WRITTEN INSTRUCTION: Lay out the data from its first line through the line containing "[46,602,100,655]" as a numbered list, skipping blank lines and leaving out the picture.
### DATASET EXTRACT ###
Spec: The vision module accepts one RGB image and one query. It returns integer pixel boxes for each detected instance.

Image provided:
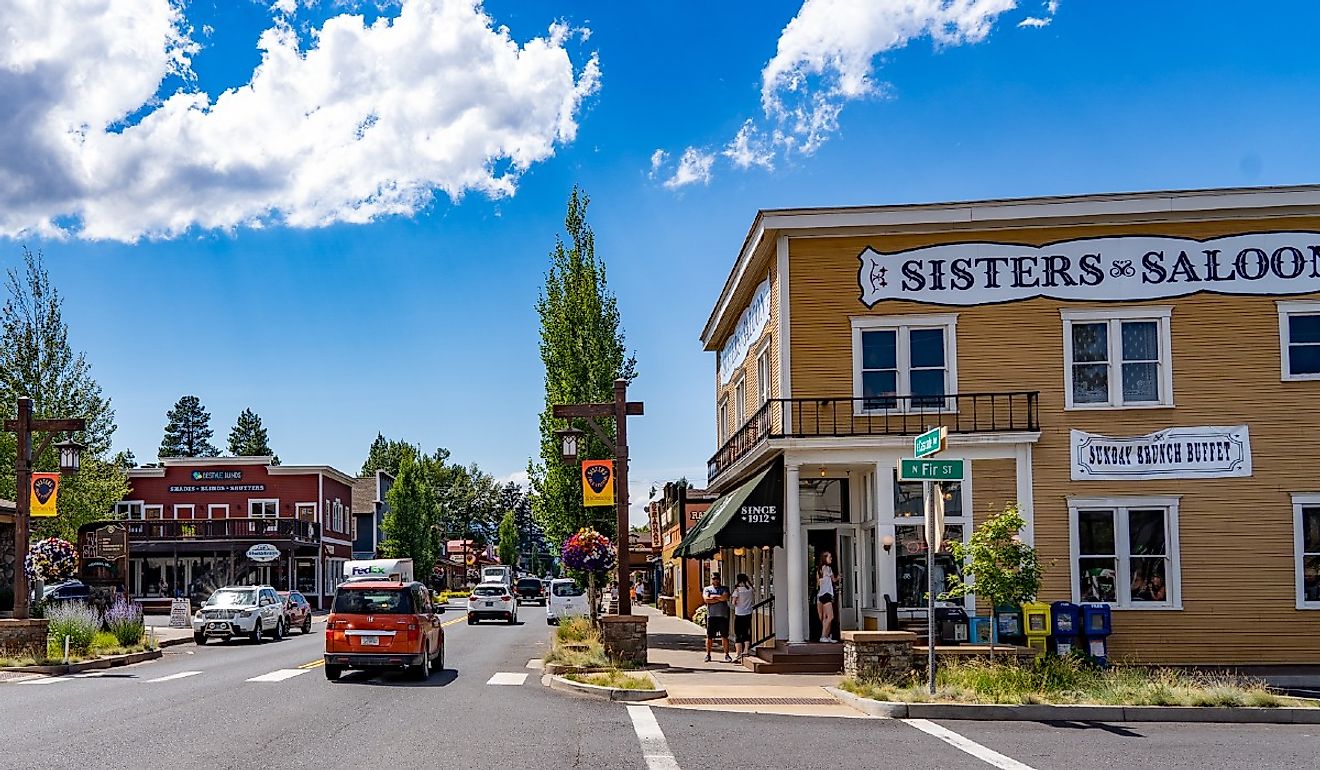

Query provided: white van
[545,577,591,626]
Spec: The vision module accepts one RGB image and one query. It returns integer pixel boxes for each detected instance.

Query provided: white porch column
[784,464,807,643]
[1015,444,1036,545]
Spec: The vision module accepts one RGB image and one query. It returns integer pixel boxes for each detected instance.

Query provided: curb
[825,687,1320,725]
[543,674,669,703]
[5,650,161,676]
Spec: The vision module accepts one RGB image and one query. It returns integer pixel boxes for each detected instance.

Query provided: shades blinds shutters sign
[857,232,1320,308]
[1071,425,1251,481]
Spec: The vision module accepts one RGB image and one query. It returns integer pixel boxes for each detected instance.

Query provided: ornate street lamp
[554,428,586,465]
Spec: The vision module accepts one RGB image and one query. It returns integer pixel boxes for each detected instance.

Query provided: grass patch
[840,656,1316,708]
[565,670,656,689]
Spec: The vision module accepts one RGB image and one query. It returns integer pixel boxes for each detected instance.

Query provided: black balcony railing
[124,518,319,543]
[706,391,1040,481]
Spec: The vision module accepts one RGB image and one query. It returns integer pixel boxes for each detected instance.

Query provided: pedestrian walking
[816,551,834,642]
[701,572,734,663]
[733,572,756,660]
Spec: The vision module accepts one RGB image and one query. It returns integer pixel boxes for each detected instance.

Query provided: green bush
[46,602,100,655]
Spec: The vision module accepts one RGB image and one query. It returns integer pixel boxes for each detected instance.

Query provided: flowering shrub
[106,598,147,647]
[561,527,615,573]
[22,538,78,582]
[46,602,100,654]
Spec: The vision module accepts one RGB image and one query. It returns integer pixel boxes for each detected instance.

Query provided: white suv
[193,585,288,645]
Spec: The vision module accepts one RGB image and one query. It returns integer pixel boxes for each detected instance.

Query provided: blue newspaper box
[1081,602,1113,666]
[1049,601,1081,655]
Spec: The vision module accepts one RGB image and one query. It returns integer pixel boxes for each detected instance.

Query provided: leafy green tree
[496,511,517,567]
[528,186,636,544]
[157,396,220,457]
[380,454,436,575]
[940,506,1044,659]
[230,409,280,465]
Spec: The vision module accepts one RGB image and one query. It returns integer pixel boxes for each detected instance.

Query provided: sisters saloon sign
[858,232,1320,306]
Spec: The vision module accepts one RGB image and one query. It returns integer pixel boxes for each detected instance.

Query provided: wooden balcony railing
[706,391,1040,481]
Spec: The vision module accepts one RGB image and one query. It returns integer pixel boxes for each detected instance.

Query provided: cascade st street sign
[899,457,962,481]
[912,425,949,458]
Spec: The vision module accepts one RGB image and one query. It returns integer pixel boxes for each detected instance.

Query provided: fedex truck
[343,559,413,582]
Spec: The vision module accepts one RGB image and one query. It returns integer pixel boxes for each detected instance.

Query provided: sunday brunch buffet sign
[855,232,1320,306]
[1069,425,1251,481]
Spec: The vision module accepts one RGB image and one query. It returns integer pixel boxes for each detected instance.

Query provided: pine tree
[230,409,279,456]
[528,186,636,544]
[158,396,220,457]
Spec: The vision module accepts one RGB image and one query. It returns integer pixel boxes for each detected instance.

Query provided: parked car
[467,582,517,626]
[513,577,545,606]
[193,585,289,645]
[279,590,312,637]
[325,580,445,682]
[545,577,591,626]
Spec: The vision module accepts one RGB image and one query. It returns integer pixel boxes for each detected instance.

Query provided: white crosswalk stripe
[248,668,309,682]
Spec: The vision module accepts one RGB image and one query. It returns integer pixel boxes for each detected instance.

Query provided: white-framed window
[1292,493,1320,610]
[1276,300,1320,380]
[734,376,747,428]
[1060,305,1173,409]
[1068,497,1183,609]
[248,499,280,519]
[115,501,143,519]
[853,313,958,415]
[756,343,770,408]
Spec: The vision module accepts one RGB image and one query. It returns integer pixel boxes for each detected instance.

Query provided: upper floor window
[1278,301,1320,380]
[1063,306,1173,408]
[853,314,958,412]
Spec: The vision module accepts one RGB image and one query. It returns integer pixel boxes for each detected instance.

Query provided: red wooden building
[115,457,354,606]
###
RESPONSE FOR THIS EXERCISE:
1. Spec: The vision module accepts one RGB image and one query. It returns integer pixel boxes for each detected instance.
2. Image provided:
3. Query provided: white van
4. [545,577,591,626]
5. Spec: The vision module accepts one RGB image and one query. It returns integer pixel boxes for each detected instance.
6. Query provided: white porch column
7. [784,464,807,643]
8. [1015,444,1036,545]
9. Spec: The vision module accepts one RGB image and one query. It returns integer pixel boxes for each detected instance.
10. Query provided: curb
11. [825,687,1320,725]
12. [543,674,669,703]
13. [5,650,161,676]
14. Spec: The vision module accepts one RGB image and one query. It returns integer pixel boxes for each detected instance.
15. Query provided: shades blinds shutters sign
16. [857,232,1320,308]
17. [1071,425,1251,481]
18. Spec: The vision module accepts one RGB image and one query. It returns integer pixel boxes for each detected instance.
19. Query provided: ornate street lamp
20. [554,428,586,465]
21. Spec: The vision module accepts one RGB image and one query. It returns integer pixel boxes for each detected instance.
22. Query provided: grass patch
23. [840,656,1316,708]
24. [565,670,656,689]
25. Spec: The vision module accepts one RGB image and one query. It returns integer pixel boxes for each detected instance.
26. Query provided: black balcony railing
27. [124,518,319,543]
28. [706,391,1040,481]
29. Spec: The vision module accepts one RGB image and one query. It returns integer pixel boxes for each detected instance.
30. Query provided: pedestrian walking
31. [816,551,834,642]
32. [701,572,734,663]
33. [733,572,756,660]
34. Spec: The vision module accepts one RGB image and one query. It returns integer pixel boxes for each detected instance.
35. Query provided: green bush
36. [46,602,100,655]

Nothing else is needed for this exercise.